→ Assigned task
Where a line holds the word "park", count it, then give only the total for the entries below.

→ Data listing
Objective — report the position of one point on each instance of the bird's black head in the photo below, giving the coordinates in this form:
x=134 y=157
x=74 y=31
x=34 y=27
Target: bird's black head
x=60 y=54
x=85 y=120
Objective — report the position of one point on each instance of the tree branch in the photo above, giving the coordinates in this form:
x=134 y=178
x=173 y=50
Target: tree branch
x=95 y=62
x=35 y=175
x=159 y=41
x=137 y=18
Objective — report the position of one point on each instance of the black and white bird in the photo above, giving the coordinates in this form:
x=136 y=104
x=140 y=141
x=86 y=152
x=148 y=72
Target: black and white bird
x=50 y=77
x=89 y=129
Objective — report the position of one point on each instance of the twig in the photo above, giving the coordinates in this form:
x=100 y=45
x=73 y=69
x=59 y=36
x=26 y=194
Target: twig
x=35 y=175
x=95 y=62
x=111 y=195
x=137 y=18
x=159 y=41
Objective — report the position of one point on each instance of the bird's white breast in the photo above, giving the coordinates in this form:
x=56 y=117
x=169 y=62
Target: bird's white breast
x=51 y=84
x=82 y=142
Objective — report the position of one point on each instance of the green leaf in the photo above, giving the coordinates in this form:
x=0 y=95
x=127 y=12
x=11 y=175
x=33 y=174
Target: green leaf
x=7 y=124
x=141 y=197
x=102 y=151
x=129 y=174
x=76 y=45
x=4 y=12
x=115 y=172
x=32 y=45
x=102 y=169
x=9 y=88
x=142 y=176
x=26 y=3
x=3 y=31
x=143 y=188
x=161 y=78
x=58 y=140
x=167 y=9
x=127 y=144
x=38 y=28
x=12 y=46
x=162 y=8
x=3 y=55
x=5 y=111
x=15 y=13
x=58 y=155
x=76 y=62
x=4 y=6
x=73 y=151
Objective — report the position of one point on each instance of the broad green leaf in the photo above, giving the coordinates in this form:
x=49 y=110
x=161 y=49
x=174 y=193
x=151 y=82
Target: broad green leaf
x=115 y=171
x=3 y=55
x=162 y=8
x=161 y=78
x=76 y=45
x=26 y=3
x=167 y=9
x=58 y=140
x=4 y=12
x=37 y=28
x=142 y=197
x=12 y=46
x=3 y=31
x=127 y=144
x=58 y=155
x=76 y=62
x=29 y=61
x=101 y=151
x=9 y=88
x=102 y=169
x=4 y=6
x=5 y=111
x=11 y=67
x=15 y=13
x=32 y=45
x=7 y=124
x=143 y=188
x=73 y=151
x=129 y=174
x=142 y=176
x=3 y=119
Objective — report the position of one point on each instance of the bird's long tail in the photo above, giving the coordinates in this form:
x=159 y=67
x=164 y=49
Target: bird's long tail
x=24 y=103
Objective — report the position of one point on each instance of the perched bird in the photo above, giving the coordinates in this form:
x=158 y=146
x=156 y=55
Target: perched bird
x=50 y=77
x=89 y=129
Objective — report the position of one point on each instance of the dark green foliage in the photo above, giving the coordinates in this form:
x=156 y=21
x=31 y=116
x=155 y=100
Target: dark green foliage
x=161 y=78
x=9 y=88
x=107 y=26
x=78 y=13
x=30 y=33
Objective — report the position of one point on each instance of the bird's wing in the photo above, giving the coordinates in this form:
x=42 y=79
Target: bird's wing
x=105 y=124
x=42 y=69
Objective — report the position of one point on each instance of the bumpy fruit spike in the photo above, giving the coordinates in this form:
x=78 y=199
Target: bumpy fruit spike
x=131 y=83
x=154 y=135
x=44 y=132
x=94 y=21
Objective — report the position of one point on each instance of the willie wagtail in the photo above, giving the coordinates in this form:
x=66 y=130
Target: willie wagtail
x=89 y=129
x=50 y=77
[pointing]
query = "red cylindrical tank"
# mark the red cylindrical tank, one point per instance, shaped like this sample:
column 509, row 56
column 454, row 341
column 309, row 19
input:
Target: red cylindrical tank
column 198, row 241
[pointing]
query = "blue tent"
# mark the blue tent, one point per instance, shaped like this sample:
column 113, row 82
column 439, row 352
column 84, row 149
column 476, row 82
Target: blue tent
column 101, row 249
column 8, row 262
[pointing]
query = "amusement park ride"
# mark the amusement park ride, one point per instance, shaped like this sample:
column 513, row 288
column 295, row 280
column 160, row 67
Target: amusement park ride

→ Answer below
3